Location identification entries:
______________________________

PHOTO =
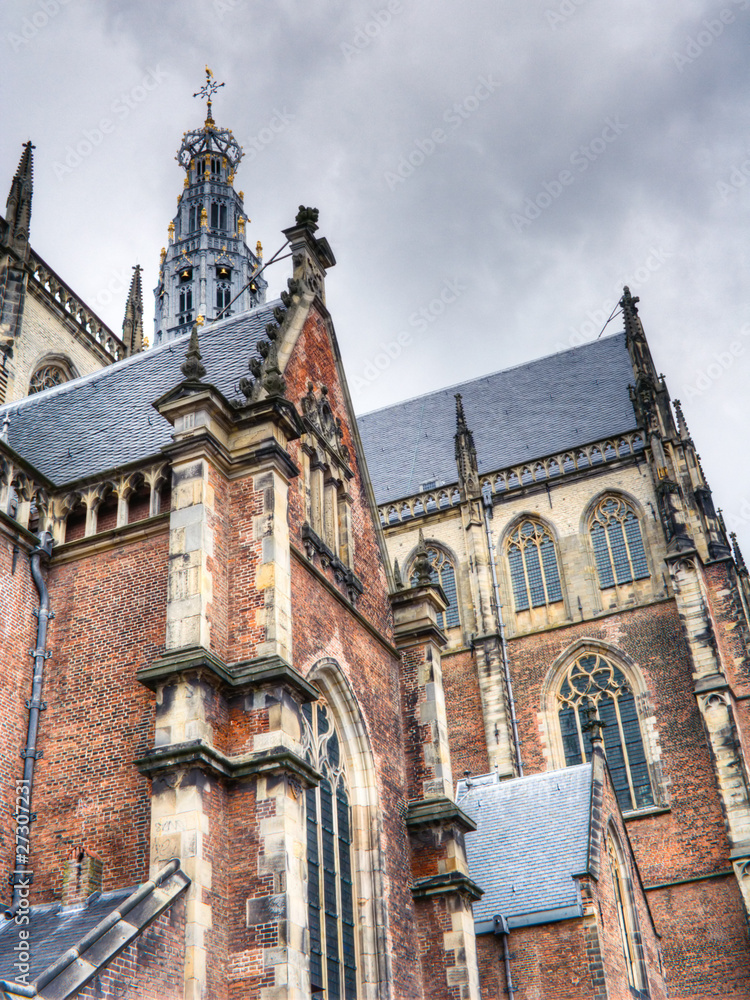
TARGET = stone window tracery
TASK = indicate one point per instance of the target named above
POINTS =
(534, 571)
(618, 543)
(47, 376)
(443, 573)
(592, 685)
(330, 894)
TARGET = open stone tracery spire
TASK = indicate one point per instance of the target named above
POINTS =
(207, 268)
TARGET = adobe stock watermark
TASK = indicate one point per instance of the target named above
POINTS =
(454, 116)
(372, 28)
(563, 12)
(419, 321)
(117, 286)
(723, 361)
(276, 124)
(22, 879)
(581, 158)
(710, 29)
(738, 178)
(596, 319)
(32, 24)
(122, 108)
(224, 7)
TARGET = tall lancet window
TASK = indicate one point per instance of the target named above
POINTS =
(533, 566)
(592, 684)
(330, 896)
(618, 543)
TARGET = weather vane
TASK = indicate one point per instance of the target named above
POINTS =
(208, 90)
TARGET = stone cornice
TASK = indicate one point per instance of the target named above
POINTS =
(104, 541)
(443, 885)
(197, 753)
(237, 676)
(437, 811)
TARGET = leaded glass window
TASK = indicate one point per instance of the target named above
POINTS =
(46, 377)
(330, 896)
(618, 543)
(443, 573)
(594, 686)
(533, 567)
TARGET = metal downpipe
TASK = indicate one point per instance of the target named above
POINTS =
(487, 503)
(21, 876)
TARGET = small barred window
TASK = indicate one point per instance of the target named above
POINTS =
(47, 377)
(618, 543)
(533, 566)
(330, 894)
(443, 573)
(594, 686)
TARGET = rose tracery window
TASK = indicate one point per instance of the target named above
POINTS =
(533, 566)
(618, 543)
(593, 685)
(443, 573)
(46, 377)
(330, 895)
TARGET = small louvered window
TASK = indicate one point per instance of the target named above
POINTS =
(618, 543)
(595, 688)
(533, 566)
(330, 894)
(443, 573)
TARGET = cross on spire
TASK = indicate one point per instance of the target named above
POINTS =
(207, 91)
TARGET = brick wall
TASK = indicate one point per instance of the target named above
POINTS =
(109, 621)
(18, 600)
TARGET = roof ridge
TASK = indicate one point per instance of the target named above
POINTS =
(489, 375)
(141, 356)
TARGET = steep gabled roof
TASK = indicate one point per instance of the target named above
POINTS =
(67, 946)
(523, 413)
(532, 836)
(103, 421)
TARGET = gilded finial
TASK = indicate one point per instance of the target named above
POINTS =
(192, 367)
(207, 91)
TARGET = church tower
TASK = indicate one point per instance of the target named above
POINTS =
(207, 269)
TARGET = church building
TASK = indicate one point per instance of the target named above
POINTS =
(444, 702)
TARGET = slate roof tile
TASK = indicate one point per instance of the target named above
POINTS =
(531, 837)
(103, 421)
(523, 413)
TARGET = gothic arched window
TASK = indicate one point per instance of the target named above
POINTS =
(47, 376)
(443, 573)
(592, 685)
(222, 297)
(533, 566)
(618, 543)
(626, 918)
(330, 894)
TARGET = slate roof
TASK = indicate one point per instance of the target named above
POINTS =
(531, 837)
(536, 409)
(52, 930)
(103, 421)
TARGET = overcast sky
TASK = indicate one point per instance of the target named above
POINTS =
(489, 173)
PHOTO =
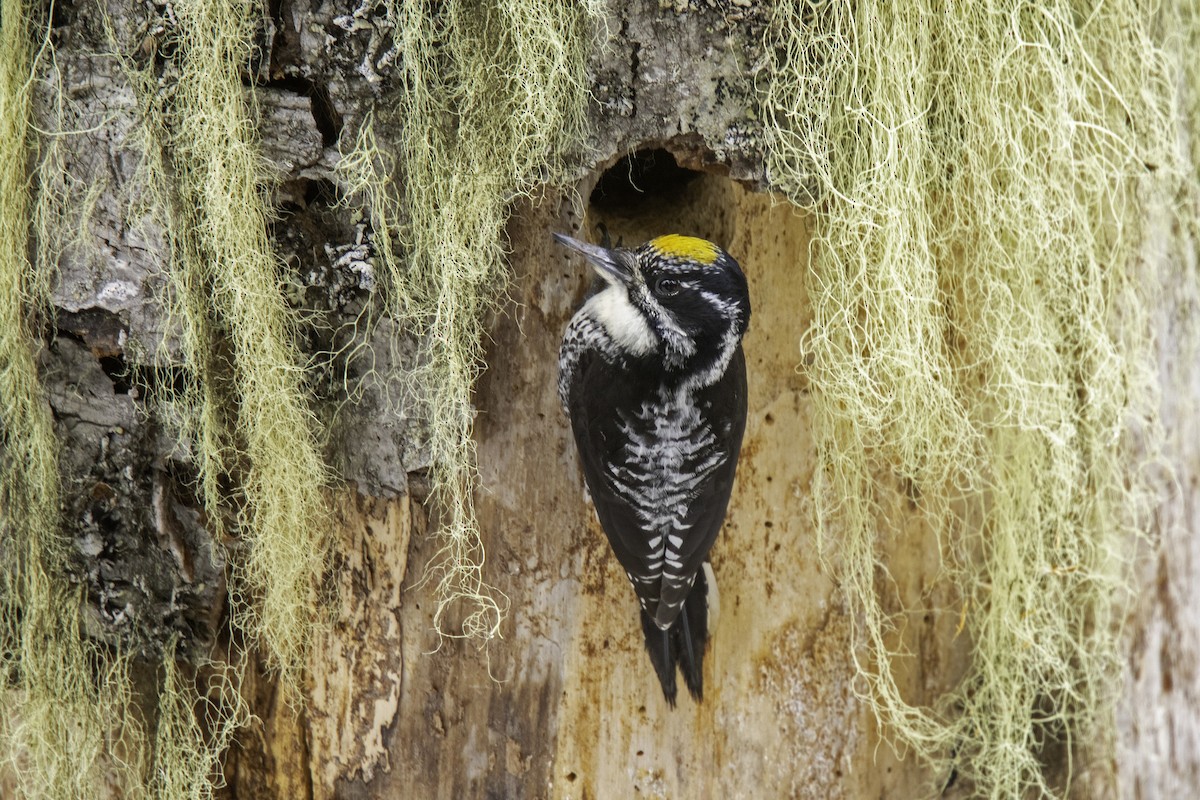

______________________________

Work required: Rewrite the listing above with "indicate" swapped for "mark" wherever it occurs, changing nothing else, and leave the pictures out of your answer.

Task response:
PHOTO =
TARGET = stone window tracery
TASK = mark one point per instance of the target named above
POINTS =
(534, 571)
(618, 543)
(47, 376)
(443, 573)
(592, 685)
(330, 894)
TARGET = open stone tracery spire
TASK = mark one point per instance of the target named above
POINTS =
(207, 268)
TARGET = adobe stock watermark
TASK = mark one point per instance of the target named above
POINTS =
(454, 116)
(372, 28)
(563, 12)
(419, 321)
(117, 286)
(723, 361)
(276, 124)
(22, 879)
(581, 158)
(710, 29)
(738, 178)
(596, 319)
(32, 24)
(122, 108)
(224, 7)
TARGET = tall lancet window
TASK = mark one point per instance of the target named above
POINTS =
(533, 566)
(592, 684)
(330, 896)
(618, 543)
TARGET = weather vane
TASK = mark one point per instance of the target named above
POINTS =
(208, 90)
TARGET = stone cornice
TASK = mark one point per instance of the target named above
POINTS =
(104, 541)
(443, 885)
(197, 753)
(237, 676)
(437, 811)
TARGET = leaded glass window
TASK = mark one point per instance of the target named above
POINTS =
(46, 377)
(330, 896)
(618, 543)
(443, 573)
(594, 686)
(533, 567)
TARGET = metal downpipe
TASK = mark one point per instance of the target named above
POINTS =
(487, 503)
(21, 876)
TARGET = small barred window
TASK = mark one point per instance of the target named above
POINTS =
(47, 377)
(618, 543)
(533, 566)
(330, 894)
(443, 573)
(594, 686)
TARGET = rose tracery window
TASK = mark one point per instance of the target named above
POINTS =
(533, 566)
(618, 543)
(593, 685)
(443, 573)
(46, 377)
(330, 895)
TARGET = small louvered window
TASK = mark one point per instance of the target named above
POINTS =
(618, 543)
(595, 688)
(533, 566)
(330, 894)
(443, 573)
TARGET = cross on spire
TASK = mark one point per instance of the target named above
POINTS =
(207, 91)
TARGET = brick wall
TASK = mark one point per instance of the target named above
POINTS =
(109, 621)
(18, 600)
TARGET = roof ridge
TASK = mark one point per instance of the target named above
POINTS =
(489, 375)
(141, 356)
TARGET = steep gabled roof
TASK = mark one point per instance of the target named above
POINTS =
(67, 946)
(523, 413)
(532, 836)
(103, 421)
TARGET = gilded finial
TASK = mark one point per instance of the target named above
POINTS =
(192, 367)
(207, 91)
TARGET = church tower
TASK = mark one point per instance of the target named above
POINTS =
(207, 269)
TARGET = church building
TASK = mark one point per instance of the target named above
POINTS =
(444, 702)
TARGET = slate roof tile
TASK = mark one point per instance of the target named above
POINTS =
(531, 837)
(103, 421)
(523, 413)
TARGET = gothic arched window
TASK = mark one point per instance of the target named above
POINTS =
(47, 376)
(443, 573)
(592, 685)
(222, 297)
(533, 566)
(618, 543)
(626, 918)
(330, 894)
TARGET = slate roof
TASK = mark one point per instance of the target named above
POINTS =
(531, 837)
(536, 409)
(52, 930)
(103, 421)
TARGET = overcast sky
TASK = mark one point per instance of the target named above
POINTS =
(489, 173)
PHOTO =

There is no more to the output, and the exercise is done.